===== Records for the exercise =====

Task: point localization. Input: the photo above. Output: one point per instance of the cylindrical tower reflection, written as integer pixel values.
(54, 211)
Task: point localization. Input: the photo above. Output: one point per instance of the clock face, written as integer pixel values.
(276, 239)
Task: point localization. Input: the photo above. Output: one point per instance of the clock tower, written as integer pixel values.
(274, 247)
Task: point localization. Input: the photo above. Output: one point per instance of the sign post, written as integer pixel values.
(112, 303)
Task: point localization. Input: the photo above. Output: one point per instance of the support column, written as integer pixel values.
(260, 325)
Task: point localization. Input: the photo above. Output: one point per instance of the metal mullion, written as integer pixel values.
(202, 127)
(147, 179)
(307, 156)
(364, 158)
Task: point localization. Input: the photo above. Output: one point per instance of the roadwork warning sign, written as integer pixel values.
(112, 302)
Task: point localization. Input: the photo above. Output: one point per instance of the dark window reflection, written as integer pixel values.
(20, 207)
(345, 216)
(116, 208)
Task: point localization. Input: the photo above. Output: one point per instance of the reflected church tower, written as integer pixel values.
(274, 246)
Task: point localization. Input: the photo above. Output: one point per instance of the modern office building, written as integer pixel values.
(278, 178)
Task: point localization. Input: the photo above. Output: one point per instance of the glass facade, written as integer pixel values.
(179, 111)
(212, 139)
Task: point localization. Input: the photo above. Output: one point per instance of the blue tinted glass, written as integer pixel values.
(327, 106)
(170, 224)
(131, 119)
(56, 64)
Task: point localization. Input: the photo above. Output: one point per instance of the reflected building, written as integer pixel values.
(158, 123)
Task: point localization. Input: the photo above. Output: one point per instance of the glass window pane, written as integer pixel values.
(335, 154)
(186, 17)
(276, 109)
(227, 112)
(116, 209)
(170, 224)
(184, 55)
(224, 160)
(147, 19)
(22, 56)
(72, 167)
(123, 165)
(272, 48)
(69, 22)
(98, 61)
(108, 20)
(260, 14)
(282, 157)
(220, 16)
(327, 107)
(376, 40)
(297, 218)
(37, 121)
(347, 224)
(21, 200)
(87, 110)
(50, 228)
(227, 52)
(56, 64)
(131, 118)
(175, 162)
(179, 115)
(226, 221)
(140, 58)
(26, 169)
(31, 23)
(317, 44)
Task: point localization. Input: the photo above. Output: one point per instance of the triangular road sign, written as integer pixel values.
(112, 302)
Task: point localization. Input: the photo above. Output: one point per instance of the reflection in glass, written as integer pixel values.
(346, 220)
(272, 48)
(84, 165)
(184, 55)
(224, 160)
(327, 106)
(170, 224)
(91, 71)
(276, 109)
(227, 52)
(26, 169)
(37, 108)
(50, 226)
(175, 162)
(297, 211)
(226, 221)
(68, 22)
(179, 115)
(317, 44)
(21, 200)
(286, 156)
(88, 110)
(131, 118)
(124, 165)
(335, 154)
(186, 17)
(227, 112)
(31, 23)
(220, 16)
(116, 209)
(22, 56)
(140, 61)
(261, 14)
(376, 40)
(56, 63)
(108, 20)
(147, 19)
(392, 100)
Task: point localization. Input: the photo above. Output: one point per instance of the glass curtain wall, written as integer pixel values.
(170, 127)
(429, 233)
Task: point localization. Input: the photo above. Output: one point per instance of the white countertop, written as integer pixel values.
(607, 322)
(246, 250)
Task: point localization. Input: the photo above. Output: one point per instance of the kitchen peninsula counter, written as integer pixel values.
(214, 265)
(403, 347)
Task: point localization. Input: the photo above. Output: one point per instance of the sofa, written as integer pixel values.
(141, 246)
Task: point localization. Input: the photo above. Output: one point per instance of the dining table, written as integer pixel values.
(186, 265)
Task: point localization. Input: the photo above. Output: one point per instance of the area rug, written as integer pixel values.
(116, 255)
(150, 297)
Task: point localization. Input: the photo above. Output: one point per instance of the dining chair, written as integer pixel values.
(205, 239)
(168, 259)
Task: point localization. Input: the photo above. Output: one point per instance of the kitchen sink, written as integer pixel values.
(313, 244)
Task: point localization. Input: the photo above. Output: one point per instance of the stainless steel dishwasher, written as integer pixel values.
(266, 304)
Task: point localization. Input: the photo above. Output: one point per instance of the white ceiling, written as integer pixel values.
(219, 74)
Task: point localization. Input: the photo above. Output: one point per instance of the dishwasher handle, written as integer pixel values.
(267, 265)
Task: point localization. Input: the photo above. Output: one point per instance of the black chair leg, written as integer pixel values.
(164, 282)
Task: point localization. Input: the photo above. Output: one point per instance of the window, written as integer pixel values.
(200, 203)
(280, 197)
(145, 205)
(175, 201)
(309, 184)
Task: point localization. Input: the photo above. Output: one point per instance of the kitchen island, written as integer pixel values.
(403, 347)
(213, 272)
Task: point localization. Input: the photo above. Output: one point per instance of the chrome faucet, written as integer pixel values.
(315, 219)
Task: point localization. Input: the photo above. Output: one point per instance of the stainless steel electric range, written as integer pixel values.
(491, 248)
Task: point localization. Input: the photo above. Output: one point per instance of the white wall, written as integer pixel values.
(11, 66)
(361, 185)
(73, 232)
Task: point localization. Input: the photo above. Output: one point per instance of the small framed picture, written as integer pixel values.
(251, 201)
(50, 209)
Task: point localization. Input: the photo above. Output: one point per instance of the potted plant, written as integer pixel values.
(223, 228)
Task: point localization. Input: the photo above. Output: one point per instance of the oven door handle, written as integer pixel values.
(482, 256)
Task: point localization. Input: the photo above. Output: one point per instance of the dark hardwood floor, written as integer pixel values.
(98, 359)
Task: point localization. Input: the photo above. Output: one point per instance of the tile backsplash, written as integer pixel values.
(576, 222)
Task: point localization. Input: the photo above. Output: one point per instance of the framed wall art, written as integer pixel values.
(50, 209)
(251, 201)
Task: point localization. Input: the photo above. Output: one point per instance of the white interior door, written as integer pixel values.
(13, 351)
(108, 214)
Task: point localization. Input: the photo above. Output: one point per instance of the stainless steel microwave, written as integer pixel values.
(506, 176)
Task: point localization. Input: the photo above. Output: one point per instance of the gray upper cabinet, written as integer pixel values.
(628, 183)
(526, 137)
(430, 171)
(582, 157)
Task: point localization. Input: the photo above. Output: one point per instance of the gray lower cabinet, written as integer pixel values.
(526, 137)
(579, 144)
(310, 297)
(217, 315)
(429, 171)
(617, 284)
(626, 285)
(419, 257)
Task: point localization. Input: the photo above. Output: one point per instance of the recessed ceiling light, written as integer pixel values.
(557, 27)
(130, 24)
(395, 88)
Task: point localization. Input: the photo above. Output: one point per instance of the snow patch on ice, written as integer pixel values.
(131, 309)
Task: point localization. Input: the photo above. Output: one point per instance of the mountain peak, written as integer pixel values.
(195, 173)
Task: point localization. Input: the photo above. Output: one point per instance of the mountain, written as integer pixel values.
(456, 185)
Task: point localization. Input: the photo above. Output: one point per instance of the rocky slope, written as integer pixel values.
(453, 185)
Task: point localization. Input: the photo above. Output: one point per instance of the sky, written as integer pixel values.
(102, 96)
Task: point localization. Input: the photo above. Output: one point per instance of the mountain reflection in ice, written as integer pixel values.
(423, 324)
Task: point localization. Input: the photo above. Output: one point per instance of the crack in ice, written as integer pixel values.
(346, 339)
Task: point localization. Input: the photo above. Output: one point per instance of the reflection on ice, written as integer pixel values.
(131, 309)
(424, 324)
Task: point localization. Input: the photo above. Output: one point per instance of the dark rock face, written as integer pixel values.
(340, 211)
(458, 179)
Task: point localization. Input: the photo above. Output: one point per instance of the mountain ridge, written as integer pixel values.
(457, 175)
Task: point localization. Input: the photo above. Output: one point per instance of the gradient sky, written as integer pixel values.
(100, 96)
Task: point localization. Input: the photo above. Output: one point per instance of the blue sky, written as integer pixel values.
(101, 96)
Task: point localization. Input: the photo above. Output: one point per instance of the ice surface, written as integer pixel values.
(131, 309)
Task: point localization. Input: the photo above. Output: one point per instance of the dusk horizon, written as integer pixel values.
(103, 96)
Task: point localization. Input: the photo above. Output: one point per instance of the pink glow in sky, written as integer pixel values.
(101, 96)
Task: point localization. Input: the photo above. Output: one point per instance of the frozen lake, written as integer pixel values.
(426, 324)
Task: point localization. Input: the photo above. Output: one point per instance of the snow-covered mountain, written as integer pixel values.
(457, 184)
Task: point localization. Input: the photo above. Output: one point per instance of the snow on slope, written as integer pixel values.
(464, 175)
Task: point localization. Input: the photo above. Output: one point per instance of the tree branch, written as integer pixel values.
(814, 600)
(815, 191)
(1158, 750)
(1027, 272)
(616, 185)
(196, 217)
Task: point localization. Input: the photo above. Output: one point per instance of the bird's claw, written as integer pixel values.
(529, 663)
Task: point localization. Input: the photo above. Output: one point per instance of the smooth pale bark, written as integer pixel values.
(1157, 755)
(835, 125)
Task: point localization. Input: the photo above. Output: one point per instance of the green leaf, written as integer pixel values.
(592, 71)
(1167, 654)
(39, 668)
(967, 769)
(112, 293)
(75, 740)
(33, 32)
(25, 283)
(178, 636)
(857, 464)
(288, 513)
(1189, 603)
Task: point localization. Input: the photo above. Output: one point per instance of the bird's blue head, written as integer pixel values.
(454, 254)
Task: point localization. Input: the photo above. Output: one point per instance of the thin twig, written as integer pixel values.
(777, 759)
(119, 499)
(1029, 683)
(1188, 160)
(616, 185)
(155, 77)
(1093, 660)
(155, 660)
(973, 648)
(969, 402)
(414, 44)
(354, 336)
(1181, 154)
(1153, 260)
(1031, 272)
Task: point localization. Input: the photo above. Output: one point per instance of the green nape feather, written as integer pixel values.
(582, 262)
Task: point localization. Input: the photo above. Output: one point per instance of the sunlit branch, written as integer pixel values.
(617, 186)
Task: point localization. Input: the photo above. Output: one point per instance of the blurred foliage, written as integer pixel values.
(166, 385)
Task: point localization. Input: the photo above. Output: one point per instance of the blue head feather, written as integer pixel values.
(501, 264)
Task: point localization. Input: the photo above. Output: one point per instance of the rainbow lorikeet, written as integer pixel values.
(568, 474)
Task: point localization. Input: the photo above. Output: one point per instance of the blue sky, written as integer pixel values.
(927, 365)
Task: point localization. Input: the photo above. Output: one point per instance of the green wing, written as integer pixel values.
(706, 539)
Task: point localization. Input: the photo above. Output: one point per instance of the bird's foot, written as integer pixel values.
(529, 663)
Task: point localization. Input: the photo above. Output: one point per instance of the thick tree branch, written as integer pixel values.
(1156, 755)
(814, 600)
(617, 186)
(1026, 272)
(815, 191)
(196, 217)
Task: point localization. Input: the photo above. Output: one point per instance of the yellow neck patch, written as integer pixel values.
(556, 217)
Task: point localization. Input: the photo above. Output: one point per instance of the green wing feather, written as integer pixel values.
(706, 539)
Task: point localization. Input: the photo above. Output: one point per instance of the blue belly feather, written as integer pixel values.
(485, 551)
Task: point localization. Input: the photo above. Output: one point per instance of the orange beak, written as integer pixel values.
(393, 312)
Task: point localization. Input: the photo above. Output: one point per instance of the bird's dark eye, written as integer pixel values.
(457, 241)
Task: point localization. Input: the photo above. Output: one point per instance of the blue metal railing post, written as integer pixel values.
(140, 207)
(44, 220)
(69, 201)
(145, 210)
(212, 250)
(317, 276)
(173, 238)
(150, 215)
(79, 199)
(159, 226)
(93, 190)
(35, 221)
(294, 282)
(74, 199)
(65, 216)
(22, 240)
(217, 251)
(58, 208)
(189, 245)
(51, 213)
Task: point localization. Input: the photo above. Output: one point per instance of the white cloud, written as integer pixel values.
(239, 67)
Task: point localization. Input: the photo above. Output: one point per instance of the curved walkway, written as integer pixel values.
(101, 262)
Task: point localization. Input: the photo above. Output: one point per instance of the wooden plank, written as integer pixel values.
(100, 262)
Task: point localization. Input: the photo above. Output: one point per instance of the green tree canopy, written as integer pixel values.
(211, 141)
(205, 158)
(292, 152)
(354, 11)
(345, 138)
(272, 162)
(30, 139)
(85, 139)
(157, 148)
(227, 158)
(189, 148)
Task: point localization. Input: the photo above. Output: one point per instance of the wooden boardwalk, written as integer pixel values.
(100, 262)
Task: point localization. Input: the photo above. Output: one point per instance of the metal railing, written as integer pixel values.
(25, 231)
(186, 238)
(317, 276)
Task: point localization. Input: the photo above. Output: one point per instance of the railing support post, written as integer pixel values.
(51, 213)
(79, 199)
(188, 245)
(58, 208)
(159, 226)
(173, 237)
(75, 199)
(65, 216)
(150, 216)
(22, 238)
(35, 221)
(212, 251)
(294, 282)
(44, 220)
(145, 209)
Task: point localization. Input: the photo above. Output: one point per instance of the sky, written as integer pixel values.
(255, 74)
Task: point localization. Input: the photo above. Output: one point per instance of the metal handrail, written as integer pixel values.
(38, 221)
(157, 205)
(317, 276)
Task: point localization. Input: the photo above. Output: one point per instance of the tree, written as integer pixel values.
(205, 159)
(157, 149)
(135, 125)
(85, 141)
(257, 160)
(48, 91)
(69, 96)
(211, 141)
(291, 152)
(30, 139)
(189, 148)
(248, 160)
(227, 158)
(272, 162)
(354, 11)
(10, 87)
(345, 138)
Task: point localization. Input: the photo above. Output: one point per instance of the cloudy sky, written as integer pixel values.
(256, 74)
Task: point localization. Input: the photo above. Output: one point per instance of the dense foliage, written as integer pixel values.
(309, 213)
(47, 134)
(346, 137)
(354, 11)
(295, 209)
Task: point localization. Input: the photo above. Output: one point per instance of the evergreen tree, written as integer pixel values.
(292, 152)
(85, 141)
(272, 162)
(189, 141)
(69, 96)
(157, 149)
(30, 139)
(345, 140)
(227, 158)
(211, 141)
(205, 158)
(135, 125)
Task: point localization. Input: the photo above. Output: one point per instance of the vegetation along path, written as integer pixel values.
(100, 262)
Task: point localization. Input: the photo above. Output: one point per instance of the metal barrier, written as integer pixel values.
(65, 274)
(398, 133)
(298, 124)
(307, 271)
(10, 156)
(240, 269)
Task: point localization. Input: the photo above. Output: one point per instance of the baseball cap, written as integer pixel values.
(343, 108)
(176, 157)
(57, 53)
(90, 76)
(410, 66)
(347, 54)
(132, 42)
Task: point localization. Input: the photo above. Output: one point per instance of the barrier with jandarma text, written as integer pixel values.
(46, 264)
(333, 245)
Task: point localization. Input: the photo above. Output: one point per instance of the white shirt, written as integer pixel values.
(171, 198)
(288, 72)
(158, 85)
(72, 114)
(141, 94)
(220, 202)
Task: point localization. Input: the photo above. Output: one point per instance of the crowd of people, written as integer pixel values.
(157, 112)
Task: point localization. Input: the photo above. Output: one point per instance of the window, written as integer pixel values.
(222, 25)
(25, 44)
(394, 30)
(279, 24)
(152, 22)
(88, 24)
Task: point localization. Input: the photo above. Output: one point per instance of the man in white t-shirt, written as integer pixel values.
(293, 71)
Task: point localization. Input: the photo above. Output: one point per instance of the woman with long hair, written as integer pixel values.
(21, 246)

=====

Everything from the line with "white shirt, written as integer pixel values." to the end of the listing above needs to be duplicated exactly, both end lines included, with nothing more.

Task: point localization. Input: the photo above. Output: one point per instance of the white shirt, written as integer pixel values.
(171, 198)
(288, 72)
(158, 85)
(72, 114)
(141, 94)
(220, 202)
Task: point localization. Input: the photo above. Output: one point per instance of the crowd of people, written as integer pixel values.
(157, 112)
Task: point localization. Input: the photo above. Output: one point per instance of the window, written as integer pixel values.
(222, 25)
(25, 44)
(394, 30)
(279, 24)
(152, 22)
(88, 24)
Task: point localization. Input: the photo above. Output: one point per instance of the man in white t-shirt, written as integer pixel values.
(293, 71)
Task: point localization. Input: the photo above. Output: one point per instance of the woman with long hair, written as integer pixel values.
(21, 246)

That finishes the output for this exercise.